[Boundary labeling items]
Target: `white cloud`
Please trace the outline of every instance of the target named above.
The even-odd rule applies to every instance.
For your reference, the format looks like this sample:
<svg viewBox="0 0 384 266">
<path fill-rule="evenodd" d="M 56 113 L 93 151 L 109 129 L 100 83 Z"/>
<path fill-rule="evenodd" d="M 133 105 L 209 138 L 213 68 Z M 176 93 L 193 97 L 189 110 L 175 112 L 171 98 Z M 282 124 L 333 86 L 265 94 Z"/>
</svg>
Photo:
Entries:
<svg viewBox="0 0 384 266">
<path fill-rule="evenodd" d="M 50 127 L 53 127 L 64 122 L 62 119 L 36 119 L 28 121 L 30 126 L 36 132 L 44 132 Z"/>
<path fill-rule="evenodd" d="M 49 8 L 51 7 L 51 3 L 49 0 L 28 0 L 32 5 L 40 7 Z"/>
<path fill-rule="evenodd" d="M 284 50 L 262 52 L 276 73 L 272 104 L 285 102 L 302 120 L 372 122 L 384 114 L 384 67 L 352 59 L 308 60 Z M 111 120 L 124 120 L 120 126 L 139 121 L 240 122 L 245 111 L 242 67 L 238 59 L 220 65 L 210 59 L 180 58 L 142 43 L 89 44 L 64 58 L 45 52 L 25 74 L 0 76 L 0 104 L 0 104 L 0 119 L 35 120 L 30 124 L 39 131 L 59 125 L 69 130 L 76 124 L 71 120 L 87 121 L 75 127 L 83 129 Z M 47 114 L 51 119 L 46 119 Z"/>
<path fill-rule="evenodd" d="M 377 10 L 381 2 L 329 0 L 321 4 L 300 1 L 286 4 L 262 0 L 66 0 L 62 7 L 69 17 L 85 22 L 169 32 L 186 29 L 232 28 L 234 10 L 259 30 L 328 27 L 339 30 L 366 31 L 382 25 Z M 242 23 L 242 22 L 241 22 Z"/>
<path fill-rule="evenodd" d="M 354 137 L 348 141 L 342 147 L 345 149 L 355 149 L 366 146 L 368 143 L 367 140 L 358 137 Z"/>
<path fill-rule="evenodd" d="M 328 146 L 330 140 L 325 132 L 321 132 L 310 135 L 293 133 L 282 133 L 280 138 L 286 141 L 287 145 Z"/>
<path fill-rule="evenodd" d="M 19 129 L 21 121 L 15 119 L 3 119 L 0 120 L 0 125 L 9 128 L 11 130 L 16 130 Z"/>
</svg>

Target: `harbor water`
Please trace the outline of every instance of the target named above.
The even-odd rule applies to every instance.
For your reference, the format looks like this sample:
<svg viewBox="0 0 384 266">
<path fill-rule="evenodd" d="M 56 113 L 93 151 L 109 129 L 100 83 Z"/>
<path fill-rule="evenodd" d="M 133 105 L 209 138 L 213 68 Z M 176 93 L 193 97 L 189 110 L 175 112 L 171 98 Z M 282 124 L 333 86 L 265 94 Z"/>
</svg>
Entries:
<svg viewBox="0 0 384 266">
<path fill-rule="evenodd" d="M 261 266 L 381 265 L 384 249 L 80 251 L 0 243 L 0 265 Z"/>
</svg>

▸ **STATED GOAL**
Switch every "instance" in the material above to "occurrence" and reproduce the material with nothing else altered.

▸ **PROBLEM SOLUTION**
Target: `white cloud`
Please trace the outline of every occurrence of the target named above.
The even-odd rule applies to every occurrence.
For your reference, the format looks like this sample:
<svg viewBox="0 0 384 266">
<path fill-rule="evenodd" d="M 56 113 L 93 151 L 109 129 L 100 83 Z"/>
<path fill-rule="evenodd" d="M 133 105 L 209 138 L 213 68 Z M 176 93 L 193 97 L 189 110 L 175 112 L 171 98 Z M 282 124 L 333 86 L 265 94 Z"/>
</svg>
Photo:
Entries:
<svg viewBox="0 0 384 266">
<path fill-rule="evenodd" d="M 50 127 L 53 127 L 64 122 L 62 119 L 36 119 L 28 121 L 30 126 L 36 132 L 44 132 Z"/>
<path fill-rule="evenodd" d="M 49 8 L 51 7 L 51 3 L 49 0 L 28 0 L 32 5 L 40 7 Z"/>
<path fill-rule="evenodd" d="M 284 50 L 262 52 L 276 73 L 272 104 L 285 102 L 302 120 L 372 122 L 384 114 L 384 67 L 352 59 L 308 60 Z M 111 120 L 124 120 L 120 126 L 139 121 L 240 122 L 245 111 L 242 67 L 238 59 L 220 65 L 210 59 L 180 58 L 142 43 L 89 44 L 64 58 L 45 52 L 25 74 L 0 76 L 0 104 L 0 104 L 0 119 L 35 120 L 30 124 L 39 131 L 59 125 L 69 130 L 76 124 L 71 120 L 87 121 L 75 127 L 83 129 Z M 47 114 L 51 119 L 46 119 Z"/>
<path fill-rule="evenodd" d="M 377 10 L 381 2 L 329 0 L 321 4 L 300 1 L 286 4 L 262 0 L 66 0 L 62 7 L 69 17 L 85 22 L 169 32 L 186 29 L 232 28 L 234 10 L 259 30 L 328 27 L 339 30 L 366 31 L 382 25 Z M 242 23 L 242 22 L 241 22 Z"/>
<path fill-rule="evenodd" d="M 354 137 L 348 141 L 342 147 L 345 149 L 355 149 L 366 146 L 368 143 L 367 140 L 358 137 Z"/>
<path fill-rule="evenodd" d="M 328 146 L 330 140 L 325 132 L 321 132 L 310 135 L 293 133 L 282 133 L 280 138 L 286 141 L 287 145 Z"/>
<path fill-rule="evenodd" d="M 19 129 L 21 121 L 15 119 L 3 119 L 0 120 L 0 125 L 9 128 L 11 130 L 16 130 Z"/>
</svg>

Target: `harbor water`
Please trace the outline of every occurrence of the target named above.
The even-odd rule applies to every occurrence.
For your reference, the format looks like this sample:
<svg viewBox="0 0 384 266">
<path fill-rule="evenodd" d="M 56 113 L 93 151 L 109 129 L 100 83 Z"/>
<path fill-rule="evenodd" d="M 133 105 L 209 138 L 213 68 Z M 176 93 L 193 97 L 189 110 L 175 112 L 171 98 Z M 282 124 L 333 86 L 265 94 Z"/>
</svg>
Entries:
<svg viewBox="0 0 384 266">
<path fill-rule="evenodd" d="M 261 266 L 381 265 L 384 249 L 80 251 L 0 243 L 0 265 Z"/>
</svg>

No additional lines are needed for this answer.